北米に生息するサソリの場合、刺されても重篤になることはほとんどなく、通常は刺された部分に痛み、わずかな腫れ、圧痛、熱感が生じる程度です。しかし、アリゾナ州、ニューメキシコ州、カリフォルニア州のコロラド川沿いに生息するバークスコーピオン(Centruroides exilicaudaやC. sculpturatus)には強い毒があります。刺されると痛みが起こり、刺された周辺にしびれやピリピリ感が生じます。深刻な症状は小児でよくみられ、以下のものを含みます。
頭、首、眼の異常な動き
唾液の増加
発汗
不穏状態(落ち着きがなくなる)
筋肉の不随意の収縮やひきつり、重度の血圧上昇が生じることもあります。また、呼吸が困難な状態になることもあります。
Image courtesy of the Public Health Image Library of the Centers for Disease Control and Prevention.

**演習課題**
サソリの刺傷に関する文章を読み、次の問いに答えてください。
(a) 北米に生息するサソリに刺された場合、通常はどのような症状が生じるとされていますか。
(b) バークスコーピオンに刺された際の深刻な症状は、どのような人によくみられますか。
(c) 筋肉に関しては、どのような症状が生じることがあると述べられていますか。

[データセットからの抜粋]
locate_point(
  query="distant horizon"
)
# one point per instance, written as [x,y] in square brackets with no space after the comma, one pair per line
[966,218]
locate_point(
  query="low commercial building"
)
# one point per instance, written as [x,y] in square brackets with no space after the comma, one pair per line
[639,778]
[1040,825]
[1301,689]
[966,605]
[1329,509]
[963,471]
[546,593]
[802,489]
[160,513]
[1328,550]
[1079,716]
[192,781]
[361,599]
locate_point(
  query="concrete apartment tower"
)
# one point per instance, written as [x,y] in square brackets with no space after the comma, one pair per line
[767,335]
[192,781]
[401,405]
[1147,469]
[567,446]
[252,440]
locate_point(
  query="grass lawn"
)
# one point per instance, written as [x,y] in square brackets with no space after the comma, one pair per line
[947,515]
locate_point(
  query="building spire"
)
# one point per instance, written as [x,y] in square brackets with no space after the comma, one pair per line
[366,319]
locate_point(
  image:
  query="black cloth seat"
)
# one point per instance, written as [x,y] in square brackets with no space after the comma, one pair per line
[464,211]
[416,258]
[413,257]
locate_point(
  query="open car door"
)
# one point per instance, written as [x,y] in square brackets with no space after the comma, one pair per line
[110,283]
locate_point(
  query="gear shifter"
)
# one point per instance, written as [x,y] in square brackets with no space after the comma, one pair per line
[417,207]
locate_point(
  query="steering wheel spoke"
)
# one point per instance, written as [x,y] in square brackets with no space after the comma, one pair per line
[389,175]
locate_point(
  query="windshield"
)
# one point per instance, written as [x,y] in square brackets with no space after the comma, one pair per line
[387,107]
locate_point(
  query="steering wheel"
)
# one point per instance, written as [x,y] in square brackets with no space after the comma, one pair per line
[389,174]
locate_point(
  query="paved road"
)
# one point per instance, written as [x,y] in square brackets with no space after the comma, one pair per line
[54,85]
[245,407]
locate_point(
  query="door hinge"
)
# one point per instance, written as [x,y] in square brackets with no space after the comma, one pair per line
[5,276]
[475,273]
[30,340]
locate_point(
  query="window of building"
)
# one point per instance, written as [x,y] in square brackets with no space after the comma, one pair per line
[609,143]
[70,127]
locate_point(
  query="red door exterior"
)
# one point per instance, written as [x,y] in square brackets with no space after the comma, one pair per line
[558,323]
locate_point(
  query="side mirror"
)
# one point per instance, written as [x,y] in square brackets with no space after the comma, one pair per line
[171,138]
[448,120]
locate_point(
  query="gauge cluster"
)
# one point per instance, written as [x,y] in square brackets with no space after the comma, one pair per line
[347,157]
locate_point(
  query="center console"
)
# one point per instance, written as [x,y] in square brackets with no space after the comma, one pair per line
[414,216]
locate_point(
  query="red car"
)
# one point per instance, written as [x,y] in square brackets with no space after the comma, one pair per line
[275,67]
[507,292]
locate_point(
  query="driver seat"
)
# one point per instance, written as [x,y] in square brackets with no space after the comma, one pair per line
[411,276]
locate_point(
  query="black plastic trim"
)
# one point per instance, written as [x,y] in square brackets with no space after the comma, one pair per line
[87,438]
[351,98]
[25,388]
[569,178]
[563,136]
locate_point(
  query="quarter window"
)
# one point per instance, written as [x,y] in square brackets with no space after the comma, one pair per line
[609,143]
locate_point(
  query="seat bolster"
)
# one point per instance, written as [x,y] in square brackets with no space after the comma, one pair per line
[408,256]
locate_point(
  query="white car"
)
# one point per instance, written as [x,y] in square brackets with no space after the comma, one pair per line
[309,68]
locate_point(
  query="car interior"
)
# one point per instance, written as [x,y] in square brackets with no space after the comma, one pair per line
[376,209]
...
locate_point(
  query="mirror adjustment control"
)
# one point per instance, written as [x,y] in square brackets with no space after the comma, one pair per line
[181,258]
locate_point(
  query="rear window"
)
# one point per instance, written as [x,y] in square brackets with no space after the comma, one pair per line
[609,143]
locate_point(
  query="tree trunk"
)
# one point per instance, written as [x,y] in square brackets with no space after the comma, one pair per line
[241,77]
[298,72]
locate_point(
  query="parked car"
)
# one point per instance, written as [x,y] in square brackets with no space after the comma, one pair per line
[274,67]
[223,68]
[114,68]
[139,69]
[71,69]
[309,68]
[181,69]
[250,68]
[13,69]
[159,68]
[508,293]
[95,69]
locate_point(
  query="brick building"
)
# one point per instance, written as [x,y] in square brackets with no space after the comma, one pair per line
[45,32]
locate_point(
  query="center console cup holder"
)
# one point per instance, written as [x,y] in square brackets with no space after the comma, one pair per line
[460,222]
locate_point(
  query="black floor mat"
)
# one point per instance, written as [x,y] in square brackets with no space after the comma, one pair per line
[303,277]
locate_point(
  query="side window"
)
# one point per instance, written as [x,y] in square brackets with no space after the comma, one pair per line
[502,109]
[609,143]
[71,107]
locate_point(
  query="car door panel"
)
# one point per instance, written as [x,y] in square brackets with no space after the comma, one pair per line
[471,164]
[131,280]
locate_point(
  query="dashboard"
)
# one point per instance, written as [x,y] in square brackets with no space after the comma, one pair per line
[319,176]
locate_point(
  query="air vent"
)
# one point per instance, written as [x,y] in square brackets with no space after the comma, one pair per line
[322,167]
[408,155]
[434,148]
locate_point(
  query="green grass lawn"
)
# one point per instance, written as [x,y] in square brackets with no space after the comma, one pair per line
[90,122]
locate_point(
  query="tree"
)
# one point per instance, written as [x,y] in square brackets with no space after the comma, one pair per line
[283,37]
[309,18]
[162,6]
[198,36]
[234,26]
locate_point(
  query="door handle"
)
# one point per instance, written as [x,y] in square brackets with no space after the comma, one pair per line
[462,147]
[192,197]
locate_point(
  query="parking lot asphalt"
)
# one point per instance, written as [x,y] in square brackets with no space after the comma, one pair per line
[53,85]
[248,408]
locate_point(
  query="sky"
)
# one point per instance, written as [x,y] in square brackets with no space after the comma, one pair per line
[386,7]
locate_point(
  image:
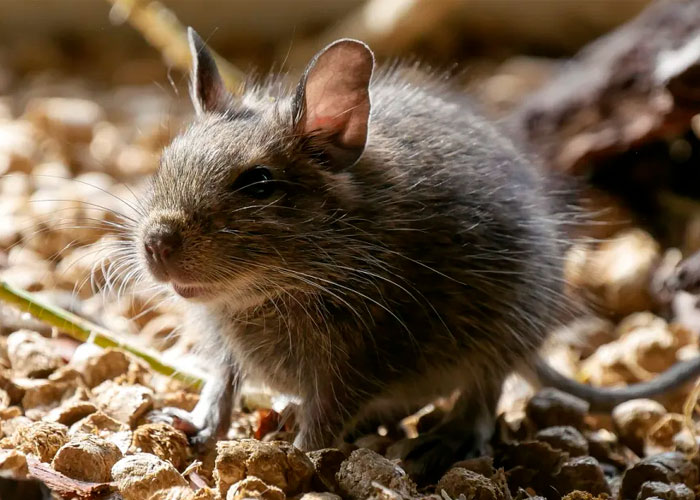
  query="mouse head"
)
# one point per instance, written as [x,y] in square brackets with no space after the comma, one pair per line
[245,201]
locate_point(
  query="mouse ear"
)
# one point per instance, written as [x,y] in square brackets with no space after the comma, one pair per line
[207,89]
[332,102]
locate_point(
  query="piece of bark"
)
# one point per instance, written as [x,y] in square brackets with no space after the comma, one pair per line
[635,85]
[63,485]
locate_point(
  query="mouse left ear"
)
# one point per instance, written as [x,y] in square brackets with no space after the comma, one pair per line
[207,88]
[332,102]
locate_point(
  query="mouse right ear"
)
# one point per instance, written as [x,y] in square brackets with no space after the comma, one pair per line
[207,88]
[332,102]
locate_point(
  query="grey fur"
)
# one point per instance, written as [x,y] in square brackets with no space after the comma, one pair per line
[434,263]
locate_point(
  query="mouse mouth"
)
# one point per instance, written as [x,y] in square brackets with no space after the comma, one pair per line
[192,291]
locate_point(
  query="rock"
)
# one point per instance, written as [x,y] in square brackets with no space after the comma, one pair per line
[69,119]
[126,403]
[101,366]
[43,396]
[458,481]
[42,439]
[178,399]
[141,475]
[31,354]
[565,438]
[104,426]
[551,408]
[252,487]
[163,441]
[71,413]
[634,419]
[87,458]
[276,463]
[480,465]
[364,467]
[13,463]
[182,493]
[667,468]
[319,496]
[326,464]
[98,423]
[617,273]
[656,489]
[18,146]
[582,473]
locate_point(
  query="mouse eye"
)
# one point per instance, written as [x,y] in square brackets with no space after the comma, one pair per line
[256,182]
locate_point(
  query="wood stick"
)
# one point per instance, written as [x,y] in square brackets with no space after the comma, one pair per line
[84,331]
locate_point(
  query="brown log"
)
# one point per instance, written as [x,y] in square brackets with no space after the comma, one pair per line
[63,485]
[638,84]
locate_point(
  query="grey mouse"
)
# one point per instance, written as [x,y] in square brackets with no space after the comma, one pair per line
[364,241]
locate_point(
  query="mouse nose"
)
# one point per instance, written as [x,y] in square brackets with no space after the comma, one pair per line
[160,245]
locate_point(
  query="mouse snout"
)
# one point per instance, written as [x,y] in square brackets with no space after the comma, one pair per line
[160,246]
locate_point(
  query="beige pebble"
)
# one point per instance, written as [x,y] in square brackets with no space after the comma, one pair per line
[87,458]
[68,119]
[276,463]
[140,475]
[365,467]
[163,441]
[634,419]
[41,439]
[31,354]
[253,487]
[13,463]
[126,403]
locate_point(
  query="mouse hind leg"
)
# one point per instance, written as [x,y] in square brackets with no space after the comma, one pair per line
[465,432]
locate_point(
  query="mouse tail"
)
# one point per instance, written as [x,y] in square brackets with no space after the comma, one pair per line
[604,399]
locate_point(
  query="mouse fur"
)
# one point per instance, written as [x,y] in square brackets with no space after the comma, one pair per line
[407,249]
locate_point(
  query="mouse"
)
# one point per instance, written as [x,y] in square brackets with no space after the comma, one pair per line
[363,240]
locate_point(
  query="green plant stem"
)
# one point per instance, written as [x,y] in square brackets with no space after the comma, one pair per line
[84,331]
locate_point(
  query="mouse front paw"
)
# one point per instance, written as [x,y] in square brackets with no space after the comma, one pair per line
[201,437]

**課題の解答**
(a) 刺された部分に痛み、わずかな腫れ、圧痛、熱感が生じる程度です。
(b) 小児によくみられます。
(c) 筋肉の不随意の収縮やひきつりが生じることがあります。